• [WHAT IS REQUIRED]:
How many lines in the listing below contain the string "tire"? Reply with the number alone.

Pointing entries for labeled objects
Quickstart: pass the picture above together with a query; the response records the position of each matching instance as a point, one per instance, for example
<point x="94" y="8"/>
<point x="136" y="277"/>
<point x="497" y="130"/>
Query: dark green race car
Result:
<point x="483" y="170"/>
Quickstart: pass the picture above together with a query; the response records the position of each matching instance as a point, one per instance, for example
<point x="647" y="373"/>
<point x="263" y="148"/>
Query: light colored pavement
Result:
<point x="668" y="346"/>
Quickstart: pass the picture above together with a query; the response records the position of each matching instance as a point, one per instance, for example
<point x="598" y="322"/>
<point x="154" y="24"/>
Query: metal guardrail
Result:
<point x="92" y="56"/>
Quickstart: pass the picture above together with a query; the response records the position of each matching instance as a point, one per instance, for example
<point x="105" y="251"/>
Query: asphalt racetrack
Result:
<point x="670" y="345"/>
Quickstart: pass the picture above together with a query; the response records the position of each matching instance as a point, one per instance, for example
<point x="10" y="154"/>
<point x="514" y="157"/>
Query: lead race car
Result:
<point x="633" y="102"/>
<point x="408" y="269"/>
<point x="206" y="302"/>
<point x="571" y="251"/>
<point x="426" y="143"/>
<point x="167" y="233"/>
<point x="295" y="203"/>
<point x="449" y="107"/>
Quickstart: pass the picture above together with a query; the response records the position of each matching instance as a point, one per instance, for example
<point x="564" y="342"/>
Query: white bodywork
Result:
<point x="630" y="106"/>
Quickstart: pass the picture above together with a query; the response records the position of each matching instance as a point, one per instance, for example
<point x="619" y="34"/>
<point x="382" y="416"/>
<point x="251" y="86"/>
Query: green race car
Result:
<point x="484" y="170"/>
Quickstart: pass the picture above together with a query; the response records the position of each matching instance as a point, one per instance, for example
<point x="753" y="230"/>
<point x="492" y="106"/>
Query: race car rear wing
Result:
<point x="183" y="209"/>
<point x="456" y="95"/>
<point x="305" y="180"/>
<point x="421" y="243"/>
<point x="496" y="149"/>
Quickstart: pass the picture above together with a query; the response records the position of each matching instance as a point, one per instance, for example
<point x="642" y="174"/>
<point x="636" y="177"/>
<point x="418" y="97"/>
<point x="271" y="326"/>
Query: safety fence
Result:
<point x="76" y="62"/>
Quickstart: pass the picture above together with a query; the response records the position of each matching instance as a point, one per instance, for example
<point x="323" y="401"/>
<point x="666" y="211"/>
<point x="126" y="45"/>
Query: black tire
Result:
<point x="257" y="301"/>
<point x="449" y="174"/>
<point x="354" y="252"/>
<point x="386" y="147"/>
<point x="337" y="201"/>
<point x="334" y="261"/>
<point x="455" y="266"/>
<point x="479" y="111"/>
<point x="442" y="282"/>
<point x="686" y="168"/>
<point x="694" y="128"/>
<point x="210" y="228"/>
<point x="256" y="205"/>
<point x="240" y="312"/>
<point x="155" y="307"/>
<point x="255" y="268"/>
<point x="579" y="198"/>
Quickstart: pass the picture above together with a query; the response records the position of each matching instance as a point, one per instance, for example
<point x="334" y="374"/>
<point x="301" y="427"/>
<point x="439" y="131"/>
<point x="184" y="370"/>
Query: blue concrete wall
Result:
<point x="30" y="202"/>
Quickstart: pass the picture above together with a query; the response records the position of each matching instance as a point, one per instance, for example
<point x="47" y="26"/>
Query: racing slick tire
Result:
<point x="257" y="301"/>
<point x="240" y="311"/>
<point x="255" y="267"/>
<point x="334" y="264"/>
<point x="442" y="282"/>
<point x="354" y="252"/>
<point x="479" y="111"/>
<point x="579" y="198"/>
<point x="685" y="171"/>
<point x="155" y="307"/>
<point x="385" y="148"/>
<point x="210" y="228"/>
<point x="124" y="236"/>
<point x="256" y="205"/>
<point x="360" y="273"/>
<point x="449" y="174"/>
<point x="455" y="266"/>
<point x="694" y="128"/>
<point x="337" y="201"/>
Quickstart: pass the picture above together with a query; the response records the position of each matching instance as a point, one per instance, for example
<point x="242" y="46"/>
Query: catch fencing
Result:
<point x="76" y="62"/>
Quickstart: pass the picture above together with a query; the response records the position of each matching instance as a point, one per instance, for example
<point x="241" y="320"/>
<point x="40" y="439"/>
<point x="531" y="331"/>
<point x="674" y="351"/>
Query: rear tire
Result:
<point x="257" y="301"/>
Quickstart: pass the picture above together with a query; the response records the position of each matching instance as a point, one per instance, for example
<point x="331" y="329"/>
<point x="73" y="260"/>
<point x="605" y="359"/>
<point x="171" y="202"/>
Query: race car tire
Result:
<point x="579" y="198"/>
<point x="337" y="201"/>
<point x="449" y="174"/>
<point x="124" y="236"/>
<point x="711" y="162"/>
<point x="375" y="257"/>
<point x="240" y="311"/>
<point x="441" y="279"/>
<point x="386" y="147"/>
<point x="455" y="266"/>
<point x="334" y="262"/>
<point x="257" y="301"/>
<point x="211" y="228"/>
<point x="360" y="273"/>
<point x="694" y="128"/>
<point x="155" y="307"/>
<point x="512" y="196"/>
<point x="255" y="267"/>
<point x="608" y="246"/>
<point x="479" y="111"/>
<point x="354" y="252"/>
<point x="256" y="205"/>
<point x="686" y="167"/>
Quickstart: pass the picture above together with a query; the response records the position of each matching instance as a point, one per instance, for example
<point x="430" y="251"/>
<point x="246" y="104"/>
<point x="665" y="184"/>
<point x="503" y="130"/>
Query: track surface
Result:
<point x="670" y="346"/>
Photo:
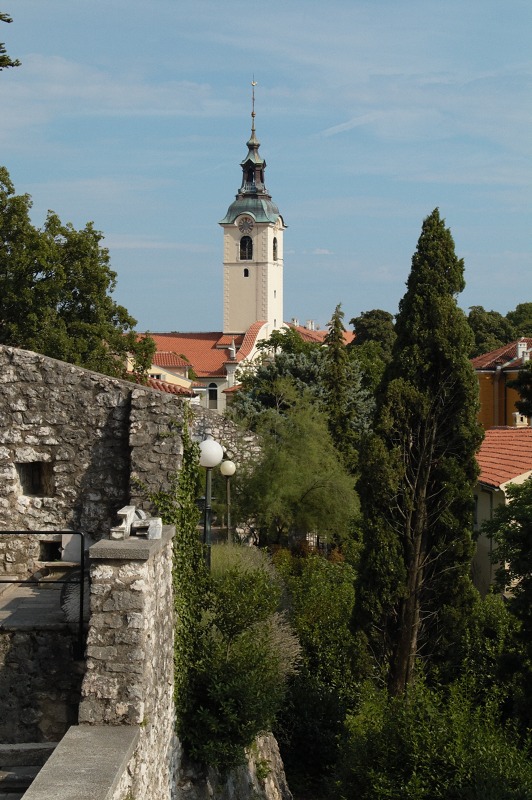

• [ANSWER TO THE EXERCISE]:
4